Task directions:
After finding the line with "Task: indicate every instance of the white ice" in the data below, set down exactly each line through the one with "Task: indicate every instance of the white hockey", inclusive, and stop there.

[Start of section]

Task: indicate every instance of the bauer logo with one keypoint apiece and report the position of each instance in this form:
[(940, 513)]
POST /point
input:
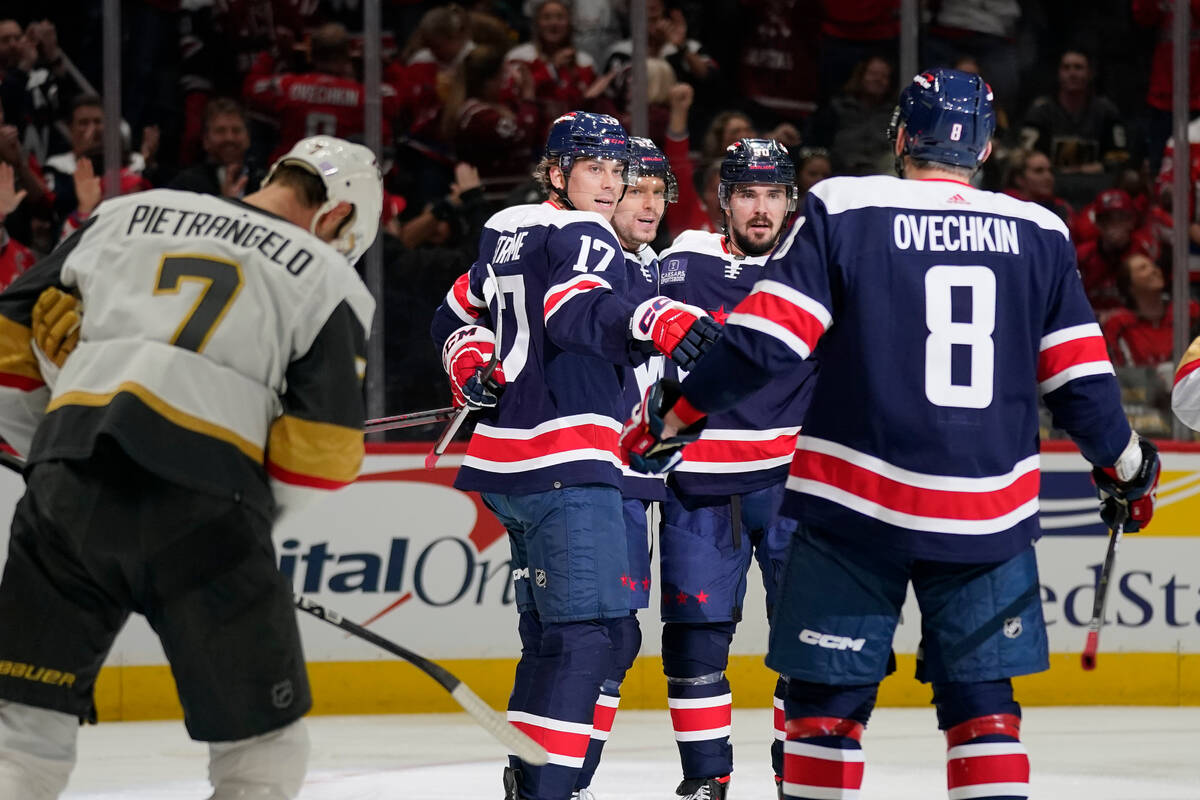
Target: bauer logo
[(675, 270)]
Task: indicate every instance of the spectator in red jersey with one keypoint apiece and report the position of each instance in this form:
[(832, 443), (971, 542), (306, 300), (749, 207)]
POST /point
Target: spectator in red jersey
[(1157, 13), (327, 101), (1099, 260), (1140, 335), (1029, 176), (561, 72), (15, 257), (850, 125), (498, 138)]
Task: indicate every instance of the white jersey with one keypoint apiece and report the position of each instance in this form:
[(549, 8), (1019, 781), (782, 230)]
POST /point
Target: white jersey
[(217, 340)]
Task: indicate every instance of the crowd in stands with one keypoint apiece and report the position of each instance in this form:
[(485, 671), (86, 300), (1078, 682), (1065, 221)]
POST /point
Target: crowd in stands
[(214, 89)]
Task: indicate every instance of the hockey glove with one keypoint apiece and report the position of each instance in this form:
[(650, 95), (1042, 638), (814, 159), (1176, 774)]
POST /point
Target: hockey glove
[(55, 323), (465, 358), (641, 441), (678, 330), (1137, 493)]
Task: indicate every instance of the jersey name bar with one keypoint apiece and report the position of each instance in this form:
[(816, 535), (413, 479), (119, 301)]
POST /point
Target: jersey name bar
[(163, 221), (939, 233)]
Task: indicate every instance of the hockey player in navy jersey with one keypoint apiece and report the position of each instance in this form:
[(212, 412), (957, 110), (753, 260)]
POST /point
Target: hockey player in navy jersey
[(636, 223), (939, 312), (721, 507), (545, 452)]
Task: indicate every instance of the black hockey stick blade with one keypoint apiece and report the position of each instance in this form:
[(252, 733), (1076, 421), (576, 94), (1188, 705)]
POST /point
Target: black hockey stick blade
[(409, 420), (1087, 659), (493, 722)]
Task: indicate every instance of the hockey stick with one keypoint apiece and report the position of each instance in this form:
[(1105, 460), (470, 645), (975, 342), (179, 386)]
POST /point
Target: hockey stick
[(443, 441), (1102, 591), (408, 420), (493, 722)]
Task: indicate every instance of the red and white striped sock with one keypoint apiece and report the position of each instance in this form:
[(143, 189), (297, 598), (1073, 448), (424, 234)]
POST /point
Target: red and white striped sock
[(822, 759), (987, 761)]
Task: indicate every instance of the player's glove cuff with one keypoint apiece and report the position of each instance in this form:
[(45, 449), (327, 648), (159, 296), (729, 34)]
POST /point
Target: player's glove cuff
[(1137, 494), (642, 443)]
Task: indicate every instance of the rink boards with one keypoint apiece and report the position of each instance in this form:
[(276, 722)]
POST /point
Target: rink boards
[(426, 566)]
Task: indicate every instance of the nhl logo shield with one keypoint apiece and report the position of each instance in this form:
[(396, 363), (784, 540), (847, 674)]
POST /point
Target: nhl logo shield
[(282, 695)]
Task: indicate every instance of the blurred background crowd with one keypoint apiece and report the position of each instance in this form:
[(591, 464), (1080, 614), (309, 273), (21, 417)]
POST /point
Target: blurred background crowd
[(213, 90)]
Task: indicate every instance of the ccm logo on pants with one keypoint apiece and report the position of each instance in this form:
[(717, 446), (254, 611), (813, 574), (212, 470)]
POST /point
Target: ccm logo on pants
[(831, 641)]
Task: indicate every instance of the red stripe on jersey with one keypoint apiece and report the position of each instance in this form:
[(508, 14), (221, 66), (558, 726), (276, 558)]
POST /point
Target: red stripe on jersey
[(1062, 356), (1187, 370), (822, 771), (299, 479), (461, 294), (975, 770), (783, 312), (727, 451), (21, 382), (561, 296), (706, 719), (913, 499), (580, 437), (603, 717), (557, 743), (1003, 725)]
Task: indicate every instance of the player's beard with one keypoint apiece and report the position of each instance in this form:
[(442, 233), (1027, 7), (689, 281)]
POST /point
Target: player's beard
[(750, 248)]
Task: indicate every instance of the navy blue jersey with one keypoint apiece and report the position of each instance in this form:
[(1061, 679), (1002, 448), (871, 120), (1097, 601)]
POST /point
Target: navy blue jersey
[(937, 313), (564, 346), (749, 446), (641, 283)]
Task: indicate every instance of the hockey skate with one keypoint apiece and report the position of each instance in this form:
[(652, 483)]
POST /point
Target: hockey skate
[(703, 788)]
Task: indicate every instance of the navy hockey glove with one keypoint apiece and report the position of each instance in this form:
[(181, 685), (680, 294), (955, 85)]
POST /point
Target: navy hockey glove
[(677, 330), (641, 441), (1137, 494), (466, 356)]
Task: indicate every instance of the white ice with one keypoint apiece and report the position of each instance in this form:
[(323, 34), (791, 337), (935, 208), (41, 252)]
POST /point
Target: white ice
[(1078, 753)]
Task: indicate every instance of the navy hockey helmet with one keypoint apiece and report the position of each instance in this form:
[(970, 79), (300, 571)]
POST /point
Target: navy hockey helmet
[(757, 161), (582, 134), (648, 161), (947, 116)]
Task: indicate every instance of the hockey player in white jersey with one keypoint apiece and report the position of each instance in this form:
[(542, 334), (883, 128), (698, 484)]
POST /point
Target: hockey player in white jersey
[(939, 313), (216, 384)]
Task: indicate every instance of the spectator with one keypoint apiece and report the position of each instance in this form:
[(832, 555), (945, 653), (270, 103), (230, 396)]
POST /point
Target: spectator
[(1157, 13), (1140, 335), (15, 257), (496, 137), (1117, 238), (561, 72), (1029, 176), (1080, 131), (225, 170), (852, 126), (813, 166), (328, 101)]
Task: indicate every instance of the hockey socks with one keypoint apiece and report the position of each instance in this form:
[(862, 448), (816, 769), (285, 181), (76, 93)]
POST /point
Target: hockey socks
[(985, 759), (822, 759)]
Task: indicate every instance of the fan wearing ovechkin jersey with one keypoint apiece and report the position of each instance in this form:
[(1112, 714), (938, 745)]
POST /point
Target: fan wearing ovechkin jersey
[(723, 499), (939, 313), (552, 281)]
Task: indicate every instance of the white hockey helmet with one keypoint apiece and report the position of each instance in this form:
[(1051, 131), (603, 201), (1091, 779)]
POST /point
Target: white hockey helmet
[(351, 174)]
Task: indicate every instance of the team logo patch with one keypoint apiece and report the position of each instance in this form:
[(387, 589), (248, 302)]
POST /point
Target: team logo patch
[(282, 695), (673, 271)]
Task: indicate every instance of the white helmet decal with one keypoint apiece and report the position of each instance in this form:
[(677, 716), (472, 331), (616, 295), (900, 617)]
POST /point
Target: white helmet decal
[(352, 175)]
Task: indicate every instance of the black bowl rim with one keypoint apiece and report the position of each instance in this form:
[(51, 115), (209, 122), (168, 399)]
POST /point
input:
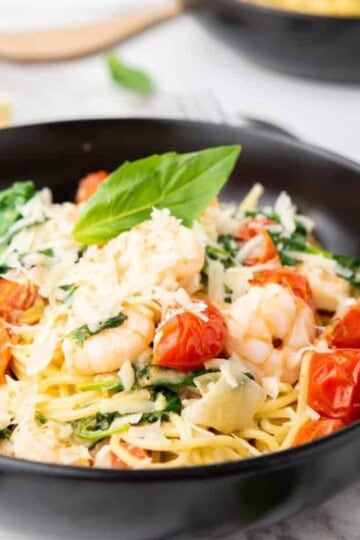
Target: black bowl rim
[(288, 13), (262, 463)]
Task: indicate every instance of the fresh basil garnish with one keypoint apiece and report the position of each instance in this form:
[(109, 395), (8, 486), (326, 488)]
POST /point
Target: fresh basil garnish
[(183, 183), (128, 77)]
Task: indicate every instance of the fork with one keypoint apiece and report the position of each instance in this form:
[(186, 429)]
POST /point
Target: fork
[(205, 107)]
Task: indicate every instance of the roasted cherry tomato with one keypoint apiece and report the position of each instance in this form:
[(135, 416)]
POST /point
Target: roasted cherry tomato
[(135, 451), (250, 227), (315, 429), (88, 185), (288, 277), (186, 341), (334, 384), (346, 333), (15, 297), (5, 354)]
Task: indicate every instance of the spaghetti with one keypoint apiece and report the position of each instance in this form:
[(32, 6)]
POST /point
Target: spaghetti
[(167, 346)]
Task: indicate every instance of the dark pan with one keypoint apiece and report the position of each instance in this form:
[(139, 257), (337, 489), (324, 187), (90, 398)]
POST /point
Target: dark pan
[(61, 502), (319, 47)]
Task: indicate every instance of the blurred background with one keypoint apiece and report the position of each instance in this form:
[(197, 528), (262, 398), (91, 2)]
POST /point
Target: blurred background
[(196, 74)]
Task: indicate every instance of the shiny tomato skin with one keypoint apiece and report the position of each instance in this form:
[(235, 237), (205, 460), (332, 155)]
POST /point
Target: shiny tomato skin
[(288, 277), (88, 185), (15, 297), (250, 227), (5, 354), (315, 429), (346, 333), (334, 384), (186, 341)]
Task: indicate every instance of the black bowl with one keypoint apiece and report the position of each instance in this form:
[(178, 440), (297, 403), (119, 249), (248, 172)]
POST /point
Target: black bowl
[(315, 46), (63, 502)]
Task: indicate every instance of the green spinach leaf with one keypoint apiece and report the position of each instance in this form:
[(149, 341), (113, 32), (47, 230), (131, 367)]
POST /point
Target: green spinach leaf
[(80, 334)]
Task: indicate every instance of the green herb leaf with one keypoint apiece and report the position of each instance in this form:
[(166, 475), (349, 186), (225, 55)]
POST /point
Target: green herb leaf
[(173, 404), (129, 77), (10, 201), (96, 428), (80, 334), (160, 377), (183, 183)]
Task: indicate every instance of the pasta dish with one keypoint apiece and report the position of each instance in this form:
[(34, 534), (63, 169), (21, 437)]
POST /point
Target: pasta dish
[(337, 8), (149, 325)]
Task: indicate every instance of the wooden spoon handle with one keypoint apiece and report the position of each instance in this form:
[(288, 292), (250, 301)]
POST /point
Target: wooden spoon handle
[(66, 43)]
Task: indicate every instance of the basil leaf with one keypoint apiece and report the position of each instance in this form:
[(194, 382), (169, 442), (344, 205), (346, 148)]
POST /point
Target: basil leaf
[(128, 77), (96, 428), (183, 183), (80, 334), (10, 201)]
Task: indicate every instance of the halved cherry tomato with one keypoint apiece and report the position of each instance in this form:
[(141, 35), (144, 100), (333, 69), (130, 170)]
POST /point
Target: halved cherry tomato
[(250, 227), (315, 429), (288, 277), (88, 185), (334, 384), (15, 297), (346, 333), (5, 354), (135, 451), (186, 341)]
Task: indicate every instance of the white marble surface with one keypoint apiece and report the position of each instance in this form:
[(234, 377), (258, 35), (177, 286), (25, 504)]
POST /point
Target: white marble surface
[(184, 61)]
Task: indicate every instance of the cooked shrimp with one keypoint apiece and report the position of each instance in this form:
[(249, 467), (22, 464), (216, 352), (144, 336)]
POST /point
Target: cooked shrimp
[(108, 350), (159, 251), (327, 289), (267, 327)]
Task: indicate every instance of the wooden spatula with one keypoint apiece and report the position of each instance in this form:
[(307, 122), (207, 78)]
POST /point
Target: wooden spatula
[(67, 43)]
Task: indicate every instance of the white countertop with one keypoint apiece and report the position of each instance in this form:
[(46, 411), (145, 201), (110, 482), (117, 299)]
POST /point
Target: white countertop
[(195, 76)]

[End of section]

Reply to the task:
Task: indicate every instance of the white ice with one keypoint apiece and report the position of each instance in this form:
[(323, 34), (791, 337), (935, 208), (41, 252)]
POST /point
Target: white ice
[(1078, 753)]
Task: indicate every instance of the navy hockey helmet with one keypoint apiece and report the position of each instance in this form:
[(970, 79), (300, 571)]
POST /point
Target: navy hockey helmet
[(757, 161), (582, 134), (648, 161), (947, 116)]
Task: indicate every instance of the hockey player in white jersey with one keypoint apiece and report the position of each instance in this form:
[(542, 334), (883, 128), (698, 484)]
POST /point
Target: hockey player in white jersey
[(939, 313), (216, 384)]
Task: indicate every instance of the spectator with one keypoint apiece and report the position of each instance in this form:
[(832, 555), (945, 653), (270, 103), (230, 396)]
POST /point
Target: spectator
[(1157, 13), (1140, 335), (15, 257), (496, 137), (1117, 238), (561, 72), (1029, 176), (1080, 131), (225, 170), (852, 126), (813, 166), (328, 101)]
Task: indicate every instance of the hockey socks with one keypoint apiece and report the position of each instance in this form:
[(862, 448), (816, 769), (285, 181), (76, 93)]
POST /point
Target: hockey socks
[(985, 759), (822, 759)]
Task: indicate every instance of the fan wearing ovechkin jersey with one keypoint apiece and report the position of each instance in this form:
[(1112, 714), (938, 745)]
POST /point
Target: fan wearing ovechkin jersey
[(723, 499), (939, 313), (552, 281)]
Task: indicate every instance of the white hockey helmet with one keypoint apiece and report the position of each instance in this form:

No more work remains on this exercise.